» **Task to carry out**
Reproduce the following lines verbatim, covering all of the material.

[Provided entries start]

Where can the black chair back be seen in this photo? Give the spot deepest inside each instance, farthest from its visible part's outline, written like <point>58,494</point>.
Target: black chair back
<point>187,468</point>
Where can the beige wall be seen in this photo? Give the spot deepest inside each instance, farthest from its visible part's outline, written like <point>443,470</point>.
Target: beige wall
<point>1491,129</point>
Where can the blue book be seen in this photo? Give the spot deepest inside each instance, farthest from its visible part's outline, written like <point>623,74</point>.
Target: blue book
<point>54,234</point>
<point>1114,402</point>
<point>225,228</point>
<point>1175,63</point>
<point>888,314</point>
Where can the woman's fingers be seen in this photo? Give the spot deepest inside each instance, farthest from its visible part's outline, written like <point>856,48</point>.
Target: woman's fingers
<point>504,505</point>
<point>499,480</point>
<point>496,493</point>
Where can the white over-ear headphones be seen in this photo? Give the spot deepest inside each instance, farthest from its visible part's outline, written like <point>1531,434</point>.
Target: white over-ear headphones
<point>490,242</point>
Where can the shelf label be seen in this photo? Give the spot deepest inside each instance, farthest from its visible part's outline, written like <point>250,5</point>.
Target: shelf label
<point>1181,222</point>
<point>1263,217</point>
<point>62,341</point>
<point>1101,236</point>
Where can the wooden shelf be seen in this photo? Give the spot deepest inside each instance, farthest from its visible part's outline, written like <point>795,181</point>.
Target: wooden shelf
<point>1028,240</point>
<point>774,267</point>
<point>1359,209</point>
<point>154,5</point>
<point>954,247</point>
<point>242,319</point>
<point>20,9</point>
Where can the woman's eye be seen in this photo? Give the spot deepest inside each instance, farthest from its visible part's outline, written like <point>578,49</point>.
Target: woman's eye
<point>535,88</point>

[Provided entries end]

» **Solution for this task**
Where can the black chair back be seen in this photo? Give the spot deepest inside each instance, farthest from its visible part's outline, written like <point>58,494</point>.
Target: black chair back
<point>187,468</point>
Where can the beige wall be seen in this photo? Give the spot deepest inside each instance, farthest from its visible part's outline, written like <point>443,470</point>.
Target: beige wall
<point>1491,129</point>
Where can the blue book be seen in this photo? Give the spot deepest inside each instance, farthest from its visible part's outline, written like <point>623,74</point>.
Target: blue book
<point>54,234</point>
<point>1114,402</point>
<point>225,228</point>
<point>1175,63</point>
<point>888,314</point>
Where can the woman's fingers be seen in this photo? Give the spot deepest inside each instance, farthest from its visible part's outline, written like <point>856,48</point>.
Target: woman's fingers
<point>504,505</point>
<point>499,480</point>
<point>496,493</point>
Where can the white over-ear headphones be seen in this photo? Give the spot deepest inside each instance, farthest from its visible part's outline, written like <point>1531,434</point>.
Target: white over-ear headphones
<point>490,242</point>
Where can the shelf label be seen in this photo? Give the spot deepest inside each instance, farthest from its visible part's outline, written like <point>250,5</point>.
Target: shelf label
<point>1181,222</point>
<point>1263,217</point>
<point>62,341</point>
<point>1101,236</point>
Where can the wooden shelf be seen in this photo? Give the spot deepest inside each instance, farthest from its visible part's outline, written like <point>795,181</point>.
Target: wooden shelf
<point>1028,240</point>
<point>774,267</point>
<point>1359,209</point>
<point>154,5</point>
<point>954,247</point>
<point>242,319</point>
<point>20,9</point>
Where can the woman's eye be seen in this photo? Give the spot deepest inside each instance, farthest from its visible part's outline, written like <point>578,49</point>.
Target: woman's eye
<point>535,88</point>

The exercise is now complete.